─── ENTRIES PROVIDED ───

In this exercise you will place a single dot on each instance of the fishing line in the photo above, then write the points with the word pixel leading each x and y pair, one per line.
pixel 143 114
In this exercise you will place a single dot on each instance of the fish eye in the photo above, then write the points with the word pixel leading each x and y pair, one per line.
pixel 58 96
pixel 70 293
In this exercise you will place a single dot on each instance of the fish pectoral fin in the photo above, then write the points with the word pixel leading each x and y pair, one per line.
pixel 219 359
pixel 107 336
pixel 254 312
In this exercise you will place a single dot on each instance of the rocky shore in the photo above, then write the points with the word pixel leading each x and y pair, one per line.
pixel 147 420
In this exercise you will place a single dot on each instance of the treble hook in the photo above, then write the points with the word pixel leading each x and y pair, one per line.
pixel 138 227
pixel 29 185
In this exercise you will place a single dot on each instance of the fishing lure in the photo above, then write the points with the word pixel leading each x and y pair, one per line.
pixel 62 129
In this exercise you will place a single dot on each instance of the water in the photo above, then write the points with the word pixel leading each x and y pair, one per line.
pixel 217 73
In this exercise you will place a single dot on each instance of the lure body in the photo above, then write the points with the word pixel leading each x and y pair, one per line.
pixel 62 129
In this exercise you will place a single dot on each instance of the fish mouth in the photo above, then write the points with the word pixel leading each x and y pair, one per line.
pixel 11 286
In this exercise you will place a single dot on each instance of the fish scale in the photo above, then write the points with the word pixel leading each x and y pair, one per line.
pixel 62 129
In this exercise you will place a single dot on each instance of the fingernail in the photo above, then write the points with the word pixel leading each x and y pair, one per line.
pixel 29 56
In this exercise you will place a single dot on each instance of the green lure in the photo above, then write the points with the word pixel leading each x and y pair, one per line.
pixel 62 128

───

Please convert the entries into a JSON list of strings, starting at the line that contains "the fish mouth" and ending at the line that contains "pixel 29 56", with both of those lines included. Give one string per line and leave out blank lines.

### COMPLETE RESPONSE:
[
  "In this exercise you will place a single dot on each instance of the fish mouth in the photo above, then write the points with the word pixel leading each x and y pair, one per line.",
  "pixel 11 286",
  "In this exercise you will place a single dot on each instance of the fish scale in the photo above, then write the points with the word pixel leading each x and y pair, one per line.",
  "pixel 62 129",
  "In this exercise you will place a single dot on each instance of the fingernail in the photo above, then write the points with the word pixel leading each x and y pair, one per line.",
  "pixel 29 56"
]